**Consegna**
Rispondi per favore a queste domande sul testo fornito qui sotto:
1. In quale mese e anno la blogger pubblicò le foto?
2. Come si chiama il blog su cui furono pubblicate?
3. Con quale gruppo gli autori avevano discusso per anni di femminicidio?

**Testo fornito**
━━━━━━━━━━━━━━━━

Nel Gennaio 2013 la blogger Emanuela Valente sul blog “In quanto donna” pubblicava le foto con tanto di nomi e cognomi, di uomini che erano stati condannati per “femminicidio”.
Noi abbiamo da subito stigmatizzato questa iniziativa (vedi qui), non solo perchè oscena ma anche perchè avevamo l’esperienza del gruppo FAS (Femmiste a Sud) di Fikasicula: con loro avevamo discusso per anni di femminicidio, loro stesse avevano un osservatorio sul femminicidio che all’inizio conteggiava solo gli omicidi di donne da parte di uomini, in seguito anche grazie alla discussione con noi decisero di conteggiare tutti gli omicidi di genere, anche quelli nei quali era la donna ad ammazzare l’uomo, la donna o il bambino.

━━━━━━━━━━━━━━━━

**Estratti dell'elenco**

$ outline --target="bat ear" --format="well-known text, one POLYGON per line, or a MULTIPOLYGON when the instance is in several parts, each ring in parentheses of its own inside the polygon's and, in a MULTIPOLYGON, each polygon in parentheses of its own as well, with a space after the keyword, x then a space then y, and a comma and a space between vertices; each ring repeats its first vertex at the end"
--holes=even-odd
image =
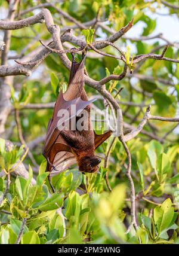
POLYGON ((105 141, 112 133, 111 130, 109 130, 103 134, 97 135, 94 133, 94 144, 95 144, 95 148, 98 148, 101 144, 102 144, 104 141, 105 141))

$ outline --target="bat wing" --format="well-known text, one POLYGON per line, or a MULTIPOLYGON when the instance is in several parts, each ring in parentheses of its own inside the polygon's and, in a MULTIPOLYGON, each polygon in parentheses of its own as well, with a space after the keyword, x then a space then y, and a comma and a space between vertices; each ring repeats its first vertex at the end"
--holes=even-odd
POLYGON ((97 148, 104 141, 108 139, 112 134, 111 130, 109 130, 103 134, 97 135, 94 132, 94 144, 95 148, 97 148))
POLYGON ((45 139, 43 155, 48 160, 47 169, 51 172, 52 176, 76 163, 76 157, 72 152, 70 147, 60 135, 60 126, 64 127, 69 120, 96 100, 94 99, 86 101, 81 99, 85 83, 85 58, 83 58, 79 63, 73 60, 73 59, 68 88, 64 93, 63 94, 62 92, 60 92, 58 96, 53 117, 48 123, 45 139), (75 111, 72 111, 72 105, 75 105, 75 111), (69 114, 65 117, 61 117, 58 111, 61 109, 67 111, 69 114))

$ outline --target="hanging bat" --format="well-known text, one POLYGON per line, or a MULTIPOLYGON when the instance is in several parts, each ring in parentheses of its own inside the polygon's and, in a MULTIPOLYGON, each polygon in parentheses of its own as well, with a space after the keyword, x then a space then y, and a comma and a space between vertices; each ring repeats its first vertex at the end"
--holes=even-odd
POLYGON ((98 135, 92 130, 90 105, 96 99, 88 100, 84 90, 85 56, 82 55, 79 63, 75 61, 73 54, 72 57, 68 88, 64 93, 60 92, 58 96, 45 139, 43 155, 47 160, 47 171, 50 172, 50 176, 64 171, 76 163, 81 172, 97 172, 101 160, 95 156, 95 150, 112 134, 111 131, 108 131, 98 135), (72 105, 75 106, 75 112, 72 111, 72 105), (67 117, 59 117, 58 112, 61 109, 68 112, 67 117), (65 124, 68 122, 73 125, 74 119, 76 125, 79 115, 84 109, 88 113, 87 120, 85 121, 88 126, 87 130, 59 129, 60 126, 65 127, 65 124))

━━━━━━━━━━━━━━━━

**Risposta corretta**
1. Nel gennaio 2013.
2. "In quanto donna".
3. Con il gruppo FAS (Femmiste a Sud) di Fikasicula.